YOUR ASSIGNMENT —
Reproduce the passage of the rental animals article that begins with "To no surprise, there" and ends with "before granting accommodation.".

SOURCE TEXT —
==========

The subject of animals in rental units is often a topic for disagreements between the landlord and the tenant. There is the common conception that pets can cause additional damage to a rental property, beyond what humans can do. From a landlord’s point of view, denying residence might seem a fair and valid decision. However, there is a lot of misunderstanding about whether or not a pet can damage your property and how you can prevent it. Furthermore, landlords are also prohibited against discriminating tenants with disabilities when they come with a request for accommodating assisted animals.

Here is what you need to know about Service Animals

Rather than to face the wrath of the law, landlords will benefit by understanding more about service animals, and what rules you are required to follow.

Know the Difference Between Service Animals and Emotional Support Animals  

As per the Americans with Disabilities Act, service animals are defined as dogs or miniature horses that are trained to perform tasks for people with disabilities. They require specialized training specific to help the owner and require licensing as well. As they play a significant role in the owner’s life, they are also entitled to the most rights. On the other hand, an emotional support animal Colorado law recognizes is any animal that can contribute to an individual’s emotional or mental well-being. Unlike service animals, ESAs do not need a license. Still, instead, the individual needs a letter from a licensed therapist recommending the animal’s presence to help them relieve their symptoms of the disability. Therapy animals are the third category, trained to provide support to people other than their handler.



Laws Allowing Assistance Animals In Rental Properties 

Both service and emotional support animals are protected under the Fair Housing Act, that applies specifically to landlords. This law prohibits discrimination based on disabilities and requires the building owners to provide reasonable accommodations for the tenants. As a result, even if you have a “no pet policy” implemented, if the requested animal is identified as a service animal or ESA, you are obliged to accept their application.

Here is what you need to know about Service Animals - guide dog

How To Verify The Legitimacy Of The Request 

To no surprise, there are people who exploit the benefits that come with assistance animals. As these animals are not categorized as pets, you might not find this information while running a background check. This often puts landlords in a difficult position to verify the requests.

However, you can check the following before granting accommodation.

  • Whether the tenant has a recognized disability
  • Whether the disabled tenant requires the animal to equally access and enjoy the dwelling
  • Whether the animal would cause any undue financial burden on the landlord
  • Is there any chance for the animal request to pose a threat to the property or other tenants. 

If the request is made by someone with no apparent disabilities, you can ask them to submit reliable documentation, but not the medical records. You should also obtain relevant certification or letters concerning the animal and objectively assess them. If the conditions outlined above are verified, the landlord must provide reasonable accommodation and allow the animal on the property. The rules might also vary depending on the state and territory. For instance, in some states, the animals are permitted in rental units but not in communal spaces. The best approach for landlords is to educate themselves about the regulations and responsibilities. With a thorough screening process, you can identify those who are in real need and protect yourself against any claims of discrimination.

==========

SUPPLIED RECORDS —
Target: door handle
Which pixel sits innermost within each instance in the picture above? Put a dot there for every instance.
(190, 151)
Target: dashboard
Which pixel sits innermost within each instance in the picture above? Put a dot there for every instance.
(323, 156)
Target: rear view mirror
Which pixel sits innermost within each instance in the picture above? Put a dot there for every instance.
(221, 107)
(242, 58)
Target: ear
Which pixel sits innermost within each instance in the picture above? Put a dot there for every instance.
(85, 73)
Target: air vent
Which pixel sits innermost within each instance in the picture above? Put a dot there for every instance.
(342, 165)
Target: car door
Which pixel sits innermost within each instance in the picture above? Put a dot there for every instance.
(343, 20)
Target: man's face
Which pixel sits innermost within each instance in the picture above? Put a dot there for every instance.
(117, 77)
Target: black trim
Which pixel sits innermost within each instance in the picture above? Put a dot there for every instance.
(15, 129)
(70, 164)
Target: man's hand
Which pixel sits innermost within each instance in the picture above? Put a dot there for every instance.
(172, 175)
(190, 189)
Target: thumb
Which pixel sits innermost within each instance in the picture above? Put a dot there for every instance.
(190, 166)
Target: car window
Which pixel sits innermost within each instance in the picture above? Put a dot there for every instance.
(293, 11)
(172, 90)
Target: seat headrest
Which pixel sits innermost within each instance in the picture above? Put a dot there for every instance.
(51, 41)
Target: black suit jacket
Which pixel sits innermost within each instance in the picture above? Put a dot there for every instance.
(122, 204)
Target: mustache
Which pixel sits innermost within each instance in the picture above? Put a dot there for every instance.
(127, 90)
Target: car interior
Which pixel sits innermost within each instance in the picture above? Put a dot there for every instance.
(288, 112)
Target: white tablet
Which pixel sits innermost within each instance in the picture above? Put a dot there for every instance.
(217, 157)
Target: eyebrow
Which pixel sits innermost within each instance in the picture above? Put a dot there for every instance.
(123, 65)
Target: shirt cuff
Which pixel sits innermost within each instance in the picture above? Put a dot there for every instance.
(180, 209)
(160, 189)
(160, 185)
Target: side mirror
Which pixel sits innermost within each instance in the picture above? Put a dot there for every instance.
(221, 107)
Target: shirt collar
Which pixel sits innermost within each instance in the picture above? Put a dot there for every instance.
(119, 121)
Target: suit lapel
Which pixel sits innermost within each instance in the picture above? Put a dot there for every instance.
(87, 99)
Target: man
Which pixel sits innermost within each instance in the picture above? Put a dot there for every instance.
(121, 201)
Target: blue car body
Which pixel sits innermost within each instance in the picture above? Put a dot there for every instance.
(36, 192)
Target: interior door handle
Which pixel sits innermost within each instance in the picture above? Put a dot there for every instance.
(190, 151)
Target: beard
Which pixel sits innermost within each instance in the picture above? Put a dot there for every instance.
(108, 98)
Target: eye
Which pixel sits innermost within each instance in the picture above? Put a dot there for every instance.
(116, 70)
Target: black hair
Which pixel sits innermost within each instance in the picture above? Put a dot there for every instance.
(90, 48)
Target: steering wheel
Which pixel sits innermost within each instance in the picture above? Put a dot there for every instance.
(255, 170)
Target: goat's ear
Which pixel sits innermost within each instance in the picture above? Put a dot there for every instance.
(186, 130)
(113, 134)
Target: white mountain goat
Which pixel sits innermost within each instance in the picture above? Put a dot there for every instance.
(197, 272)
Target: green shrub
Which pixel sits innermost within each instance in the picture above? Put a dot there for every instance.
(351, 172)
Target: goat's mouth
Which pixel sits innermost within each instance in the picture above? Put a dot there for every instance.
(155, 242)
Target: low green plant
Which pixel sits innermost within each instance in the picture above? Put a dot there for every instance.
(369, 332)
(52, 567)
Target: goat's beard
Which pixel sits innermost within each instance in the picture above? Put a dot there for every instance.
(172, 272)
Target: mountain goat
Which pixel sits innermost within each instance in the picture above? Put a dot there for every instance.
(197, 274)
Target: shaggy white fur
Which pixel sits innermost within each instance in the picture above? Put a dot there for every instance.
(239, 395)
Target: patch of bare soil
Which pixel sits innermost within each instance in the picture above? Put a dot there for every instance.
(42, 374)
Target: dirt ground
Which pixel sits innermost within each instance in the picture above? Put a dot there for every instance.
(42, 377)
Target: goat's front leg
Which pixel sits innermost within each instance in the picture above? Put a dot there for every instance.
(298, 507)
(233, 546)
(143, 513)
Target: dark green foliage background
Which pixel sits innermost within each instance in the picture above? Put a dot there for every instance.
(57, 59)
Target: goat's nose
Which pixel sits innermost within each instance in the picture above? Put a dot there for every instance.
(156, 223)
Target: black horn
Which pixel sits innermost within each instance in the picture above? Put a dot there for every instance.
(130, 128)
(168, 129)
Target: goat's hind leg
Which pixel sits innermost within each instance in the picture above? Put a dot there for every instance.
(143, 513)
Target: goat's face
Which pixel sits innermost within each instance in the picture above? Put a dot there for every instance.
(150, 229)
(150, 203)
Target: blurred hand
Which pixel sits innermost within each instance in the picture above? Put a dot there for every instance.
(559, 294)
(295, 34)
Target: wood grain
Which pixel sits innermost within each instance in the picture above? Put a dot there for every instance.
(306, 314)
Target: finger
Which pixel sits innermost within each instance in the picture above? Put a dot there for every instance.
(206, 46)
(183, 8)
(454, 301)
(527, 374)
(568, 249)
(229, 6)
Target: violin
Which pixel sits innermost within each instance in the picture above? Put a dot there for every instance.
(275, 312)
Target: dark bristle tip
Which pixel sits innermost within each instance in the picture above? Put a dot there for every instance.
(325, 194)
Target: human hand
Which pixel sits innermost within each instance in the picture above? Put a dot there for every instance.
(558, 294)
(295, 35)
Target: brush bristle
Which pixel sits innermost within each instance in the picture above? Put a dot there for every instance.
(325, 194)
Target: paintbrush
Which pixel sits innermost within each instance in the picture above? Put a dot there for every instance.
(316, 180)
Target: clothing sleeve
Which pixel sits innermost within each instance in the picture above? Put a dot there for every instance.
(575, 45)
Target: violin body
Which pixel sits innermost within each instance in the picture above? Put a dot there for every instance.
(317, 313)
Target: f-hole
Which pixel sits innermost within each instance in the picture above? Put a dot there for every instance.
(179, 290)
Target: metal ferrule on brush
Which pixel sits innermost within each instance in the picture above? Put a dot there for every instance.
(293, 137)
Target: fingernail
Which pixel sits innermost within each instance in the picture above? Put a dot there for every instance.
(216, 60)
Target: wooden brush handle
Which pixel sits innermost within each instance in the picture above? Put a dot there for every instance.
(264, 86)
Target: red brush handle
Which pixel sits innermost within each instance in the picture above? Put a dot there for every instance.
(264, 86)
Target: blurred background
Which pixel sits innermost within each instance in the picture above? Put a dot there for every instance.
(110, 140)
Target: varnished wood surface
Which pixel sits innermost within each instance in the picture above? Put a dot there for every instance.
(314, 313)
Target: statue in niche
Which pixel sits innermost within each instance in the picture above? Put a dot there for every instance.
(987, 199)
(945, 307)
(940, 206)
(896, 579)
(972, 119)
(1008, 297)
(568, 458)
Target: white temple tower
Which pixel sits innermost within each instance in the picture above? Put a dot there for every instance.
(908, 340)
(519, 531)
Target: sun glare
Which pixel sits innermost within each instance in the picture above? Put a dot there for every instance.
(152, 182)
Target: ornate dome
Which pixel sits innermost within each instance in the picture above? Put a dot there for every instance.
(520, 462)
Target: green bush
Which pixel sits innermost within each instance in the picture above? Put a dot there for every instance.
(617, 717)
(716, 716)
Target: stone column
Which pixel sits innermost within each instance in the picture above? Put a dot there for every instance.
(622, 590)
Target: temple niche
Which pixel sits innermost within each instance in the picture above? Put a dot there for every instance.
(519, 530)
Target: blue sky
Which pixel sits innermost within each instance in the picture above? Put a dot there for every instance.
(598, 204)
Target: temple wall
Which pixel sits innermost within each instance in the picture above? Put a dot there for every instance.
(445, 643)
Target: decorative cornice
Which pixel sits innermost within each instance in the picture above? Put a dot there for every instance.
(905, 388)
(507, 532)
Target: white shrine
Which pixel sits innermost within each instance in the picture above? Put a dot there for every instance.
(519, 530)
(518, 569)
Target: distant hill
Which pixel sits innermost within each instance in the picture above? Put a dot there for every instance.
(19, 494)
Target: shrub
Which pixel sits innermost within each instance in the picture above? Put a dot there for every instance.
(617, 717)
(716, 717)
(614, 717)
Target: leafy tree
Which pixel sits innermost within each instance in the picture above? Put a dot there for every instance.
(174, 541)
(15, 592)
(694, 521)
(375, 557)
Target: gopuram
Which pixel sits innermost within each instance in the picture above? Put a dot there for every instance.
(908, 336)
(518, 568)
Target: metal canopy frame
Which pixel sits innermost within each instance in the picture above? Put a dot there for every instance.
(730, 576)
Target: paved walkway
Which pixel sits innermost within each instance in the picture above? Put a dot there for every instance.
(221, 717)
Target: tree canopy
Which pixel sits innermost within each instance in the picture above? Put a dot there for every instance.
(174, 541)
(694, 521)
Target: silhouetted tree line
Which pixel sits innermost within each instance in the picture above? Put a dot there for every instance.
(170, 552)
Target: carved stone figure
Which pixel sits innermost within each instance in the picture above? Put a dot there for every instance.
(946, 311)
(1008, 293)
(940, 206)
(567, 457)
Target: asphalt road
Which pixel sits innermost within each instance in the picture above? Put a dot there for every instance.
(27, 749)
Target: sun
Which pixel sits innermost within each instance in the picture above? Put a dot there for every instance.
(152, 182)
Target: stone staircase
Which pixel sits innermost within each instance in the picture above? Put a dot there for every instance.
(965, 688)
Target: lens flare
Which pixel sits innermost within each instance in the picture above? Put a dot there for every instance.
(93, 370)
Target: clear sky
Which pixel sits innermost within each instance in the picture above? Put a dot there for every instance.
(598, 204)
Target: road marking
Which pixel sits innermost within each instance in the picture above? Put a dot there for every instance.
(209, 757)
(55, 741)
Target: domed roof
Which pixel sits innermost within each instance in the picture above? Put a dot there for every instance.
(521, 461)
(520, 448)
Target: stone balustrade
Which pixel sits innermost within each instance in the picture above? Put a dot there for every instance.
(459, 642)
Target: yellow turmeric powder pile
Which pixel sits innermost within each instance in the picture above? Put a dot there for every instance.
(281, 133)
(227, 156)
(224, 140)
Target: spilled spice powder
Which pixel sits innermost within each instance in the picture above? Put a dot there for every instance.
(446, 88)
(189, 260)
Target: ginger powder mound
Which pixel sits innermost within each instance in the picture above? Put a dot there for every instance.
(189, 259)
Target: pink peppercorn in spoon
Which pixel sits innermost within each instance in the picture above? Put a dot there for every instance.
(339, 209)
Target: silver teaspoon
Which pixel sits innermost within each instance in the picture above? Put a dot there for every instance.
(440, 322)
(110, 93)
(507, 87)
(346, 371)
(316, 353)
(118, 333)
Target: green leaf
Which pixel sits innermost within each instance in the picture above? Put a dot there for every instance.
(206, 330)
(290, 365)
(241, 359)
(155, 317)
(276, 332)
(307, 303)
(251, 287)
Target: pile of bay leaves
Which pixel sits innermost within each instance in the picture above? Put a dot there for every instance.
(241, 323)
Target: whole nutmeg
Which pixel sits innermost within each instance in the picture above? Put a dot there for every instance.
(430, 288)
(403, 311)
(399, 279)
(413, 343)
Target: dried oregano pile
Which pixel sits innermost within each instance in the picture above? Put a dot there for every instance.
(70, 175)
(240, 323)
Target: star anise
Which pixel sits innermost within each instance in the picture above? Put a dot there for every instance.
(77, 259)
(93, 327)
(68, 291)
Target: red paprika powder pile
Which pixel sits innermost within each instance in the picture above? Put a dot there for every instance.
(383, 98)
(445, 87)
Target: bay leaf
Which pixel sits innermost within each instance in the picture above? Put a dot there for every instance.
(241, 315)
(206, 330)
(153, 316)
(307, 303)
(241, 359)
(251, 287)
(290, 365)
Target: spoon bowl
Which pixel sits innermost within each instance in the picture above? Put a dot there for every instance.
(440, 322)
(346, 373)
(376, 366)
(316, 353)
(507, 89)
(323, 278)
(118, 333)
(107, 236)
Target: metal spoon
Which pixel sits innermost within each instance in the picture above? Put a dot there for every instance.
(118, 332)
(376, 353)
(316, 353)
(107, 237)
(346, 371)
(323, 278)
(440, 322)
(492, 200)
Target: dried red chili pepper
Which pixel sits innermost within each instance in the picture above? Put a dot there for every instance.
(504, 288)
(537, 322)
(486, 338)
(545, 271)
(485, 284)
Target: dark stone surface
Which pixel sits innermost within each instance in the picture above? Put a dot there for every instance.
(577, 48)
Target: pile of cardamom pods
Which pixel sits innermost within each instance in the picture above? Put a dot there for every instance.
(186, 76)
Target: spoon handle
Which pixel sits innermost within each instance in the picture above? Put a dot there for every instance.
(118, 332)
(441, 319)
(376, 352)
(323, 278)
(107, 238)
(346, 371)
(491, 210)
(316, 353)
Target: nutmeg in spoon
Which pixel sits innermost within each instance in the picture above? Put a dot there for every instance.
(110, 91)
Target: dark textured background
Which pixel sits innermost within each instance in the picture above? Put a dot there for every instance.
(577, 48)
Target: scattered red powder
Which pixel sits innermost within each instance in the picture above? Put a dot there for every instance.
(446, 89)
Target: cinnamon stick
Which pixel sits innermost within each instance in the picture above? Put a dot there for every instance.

==========

COMPLETED EXERCISE —
To no surprise, there are people who exploit the benefits that come with assistance animals. As these animals are not categorized as pets, you might not find this information while running a background check. This often puts landlords in a difficult position to verify the requests.

However, you can check the following before granting accommodation.